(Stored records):
============================================================

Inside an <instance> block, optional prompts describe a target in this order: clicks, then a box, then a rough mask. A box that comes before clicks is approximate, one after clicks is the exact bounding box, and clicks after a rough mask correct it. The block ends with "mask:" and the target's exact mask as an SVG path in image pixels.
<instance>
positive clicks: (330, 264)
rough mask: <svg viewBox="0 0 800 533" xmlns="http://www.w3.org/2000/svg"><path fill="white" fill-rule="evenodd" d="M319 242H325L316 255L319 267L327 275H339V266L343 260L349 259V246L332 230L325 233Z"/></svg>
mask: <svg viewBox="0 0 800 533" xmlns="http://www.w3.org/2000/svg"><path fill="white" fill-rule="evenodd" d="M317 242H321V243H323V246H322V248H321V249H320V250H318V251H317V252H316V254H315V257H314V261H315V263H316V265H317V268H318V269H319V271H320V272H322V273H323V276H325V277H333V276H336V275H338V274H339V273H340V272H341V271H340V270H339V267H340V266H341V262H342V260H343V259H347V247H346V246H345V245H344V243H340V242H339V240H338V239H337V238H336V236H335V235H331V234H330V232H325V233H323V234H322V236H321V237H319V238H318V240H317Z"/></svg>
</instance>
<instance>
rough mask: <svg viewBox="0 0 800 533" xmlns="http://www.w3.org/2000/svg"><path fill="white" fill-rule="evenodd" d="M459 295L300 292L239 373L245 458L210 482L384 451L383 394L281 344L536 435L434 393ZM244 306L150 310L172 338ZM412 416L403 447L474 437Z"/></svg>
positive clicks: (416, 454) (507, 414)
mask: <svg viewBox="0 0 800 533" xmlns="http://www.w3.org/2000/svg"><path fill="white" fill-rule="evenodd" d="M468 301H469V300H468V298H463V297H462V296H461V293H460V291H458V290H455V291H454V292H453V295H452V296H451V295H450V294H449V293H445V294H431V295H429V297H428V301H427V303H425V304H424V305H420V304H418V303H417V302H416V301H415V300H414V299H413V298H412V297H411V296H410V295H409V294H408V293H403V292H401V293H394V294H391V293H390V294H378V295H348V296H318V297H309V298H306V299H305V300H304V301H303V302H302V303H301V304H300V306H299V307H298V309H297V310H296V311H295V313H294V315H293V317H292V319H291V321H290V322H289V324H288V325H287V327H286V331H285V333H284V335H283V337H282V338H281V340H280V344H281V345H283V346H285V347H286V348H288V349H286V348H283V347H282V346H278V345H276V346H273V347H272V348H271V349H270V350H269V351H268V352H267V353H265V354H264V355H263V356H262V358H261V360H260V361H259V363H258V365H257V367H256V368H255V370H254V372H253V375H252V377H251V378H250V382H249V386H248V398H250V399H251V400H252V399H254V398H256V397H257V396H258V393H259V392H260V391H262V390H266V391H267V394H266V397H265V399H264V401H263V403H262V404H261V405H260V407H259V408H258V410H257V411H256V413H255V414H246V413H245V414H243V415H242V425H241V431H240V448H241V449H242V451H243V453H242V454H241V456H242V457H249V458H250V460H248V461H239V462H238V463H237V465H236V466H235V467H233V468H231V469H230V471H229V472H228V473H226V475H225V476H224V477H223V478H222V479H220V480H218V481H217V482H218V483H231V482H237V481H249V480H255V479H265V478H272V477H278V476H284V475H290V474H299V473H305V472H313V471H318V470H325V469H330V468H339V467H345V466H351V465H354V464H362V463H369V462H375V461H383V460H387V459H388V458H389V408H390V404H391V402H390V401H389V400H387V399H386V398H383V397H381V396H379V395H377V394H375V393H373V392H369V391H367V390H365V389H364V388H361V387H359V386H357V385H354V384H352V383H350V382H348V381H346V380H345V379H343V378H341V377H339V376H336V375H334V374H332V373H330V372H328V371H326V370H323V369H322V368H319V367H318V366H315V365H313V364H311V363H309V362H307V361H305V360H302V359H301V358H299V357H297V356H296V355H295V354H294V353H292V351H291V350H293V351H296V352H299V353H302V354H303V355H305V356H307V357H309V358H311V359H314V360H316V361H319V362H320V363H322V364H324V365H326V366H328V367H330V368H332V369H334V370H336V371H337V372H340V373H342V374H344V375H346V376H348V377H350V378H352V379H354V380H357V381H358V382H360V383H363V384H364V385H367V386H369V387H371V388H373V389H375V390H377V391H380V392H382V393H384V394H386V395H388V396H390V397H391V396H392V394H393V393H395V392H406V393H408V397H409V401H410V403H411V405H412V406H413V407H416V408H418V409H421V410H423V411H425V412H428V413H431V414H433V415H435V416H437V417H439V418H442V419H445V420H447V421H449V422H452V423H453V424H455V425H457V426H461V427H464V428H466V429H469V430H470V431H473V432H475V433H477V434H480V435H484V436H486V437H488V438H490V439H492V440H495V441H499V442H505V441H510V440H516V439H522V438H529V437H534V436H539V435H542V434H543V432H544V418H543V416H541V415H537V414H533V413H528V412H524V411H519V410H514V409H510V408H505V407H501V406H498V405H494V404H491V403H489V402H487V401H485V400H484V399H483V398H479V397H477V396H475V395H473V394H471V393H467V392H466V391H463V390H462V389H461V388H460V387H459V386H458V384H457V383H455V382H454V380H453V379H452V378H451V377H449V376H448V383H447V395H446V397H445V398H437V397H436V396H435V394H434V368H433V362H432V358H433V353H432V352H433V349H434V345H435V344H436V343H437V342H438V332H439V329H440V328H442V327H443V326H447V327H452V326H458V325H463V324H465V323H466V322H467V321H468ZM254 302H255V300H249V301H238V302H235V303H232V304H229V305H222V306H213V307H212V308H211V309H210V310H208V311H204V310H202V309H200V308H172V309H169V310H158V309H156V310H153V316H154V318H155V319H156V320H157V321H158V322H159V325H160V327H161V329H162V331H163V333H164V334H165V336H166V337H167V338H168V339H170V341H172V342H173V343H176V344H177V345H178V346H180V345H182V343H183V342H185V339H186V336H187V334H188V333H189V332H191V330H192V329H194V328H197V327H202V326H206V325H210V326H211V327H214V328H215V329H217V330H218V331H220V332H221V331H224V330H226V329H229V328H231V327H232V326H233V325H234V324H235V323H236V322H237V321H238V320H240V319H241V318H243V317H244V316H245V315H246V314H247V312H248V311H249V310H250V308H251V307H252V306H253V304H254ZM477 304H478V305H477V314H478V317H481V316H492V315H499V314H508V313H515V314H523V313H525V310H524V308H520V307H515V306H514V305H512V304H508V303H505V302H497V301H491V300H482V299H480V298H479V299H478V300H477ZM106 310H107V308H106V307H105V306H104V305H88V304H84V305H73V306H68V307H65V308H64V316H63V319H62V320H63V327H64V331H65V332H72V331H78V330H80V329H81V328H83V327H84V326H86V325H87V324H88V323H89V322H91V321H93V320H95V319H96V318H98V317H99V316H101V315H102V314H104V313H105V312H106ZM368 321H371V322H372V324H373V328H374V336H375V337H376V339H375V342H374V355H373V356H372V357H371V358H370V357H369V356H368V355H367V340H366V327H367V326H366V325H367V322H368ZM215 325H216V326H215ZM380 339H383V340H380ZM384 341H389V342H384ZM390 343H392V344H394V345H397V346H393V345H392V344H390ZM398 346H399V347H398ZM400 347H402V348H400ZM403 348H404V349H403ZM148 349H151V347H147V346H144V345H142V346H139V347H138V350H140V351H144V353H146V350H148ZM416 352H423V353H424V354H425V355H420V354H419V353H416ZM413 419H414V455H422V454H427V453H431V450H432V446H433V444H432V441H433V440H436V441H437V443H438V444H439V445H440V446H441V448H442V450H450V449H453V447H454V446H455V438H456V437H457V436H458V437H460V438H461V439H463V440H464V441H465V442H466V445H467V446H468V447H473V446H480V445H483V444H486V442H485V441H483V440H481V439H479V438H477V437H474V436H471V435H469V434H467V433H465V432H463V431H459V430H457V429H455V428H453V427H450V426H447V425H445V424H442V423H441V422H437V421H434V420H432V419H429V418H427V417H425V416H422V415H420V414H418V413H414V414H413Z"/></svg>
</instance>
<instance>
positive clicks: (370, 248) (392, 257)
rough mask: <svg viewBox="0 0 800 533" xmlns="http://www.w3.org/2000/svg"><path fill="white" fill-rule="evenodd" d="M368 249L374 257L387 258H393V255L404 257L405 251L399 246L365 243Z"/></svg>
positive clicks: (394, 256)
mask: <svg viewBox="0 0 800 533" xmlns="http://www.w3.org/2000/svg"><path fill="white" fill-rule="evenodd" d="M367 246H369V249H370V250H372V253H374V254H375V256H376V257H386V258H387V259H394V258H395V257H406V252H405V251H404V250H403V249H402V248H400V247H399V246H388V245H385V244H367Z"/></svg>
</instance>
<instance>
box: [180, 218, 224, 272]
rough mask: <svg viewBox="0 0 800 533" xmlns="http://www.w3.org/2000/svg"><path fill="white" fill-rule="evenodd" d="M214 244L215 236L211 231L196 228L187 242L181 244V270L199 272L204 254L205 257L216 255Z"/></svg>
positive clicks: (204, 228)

============================================================

(Problem requirements): Retype the entries exactly from the first line, stopping after the line with "positive clicks: (330, 264)".

(Solution to this problem):
Inside an <instance> block, optional prompts describe a target in this order: clicks, then a box, then a rough mask. A box that comes before clicks is approximate, one after clicks is the exact bounding box, and clicks after a rough mask correct it. The block ends with "mask:" and the target's exact mask as an SVG path in image pixels.
<instance>
positive clicks: (330, 264)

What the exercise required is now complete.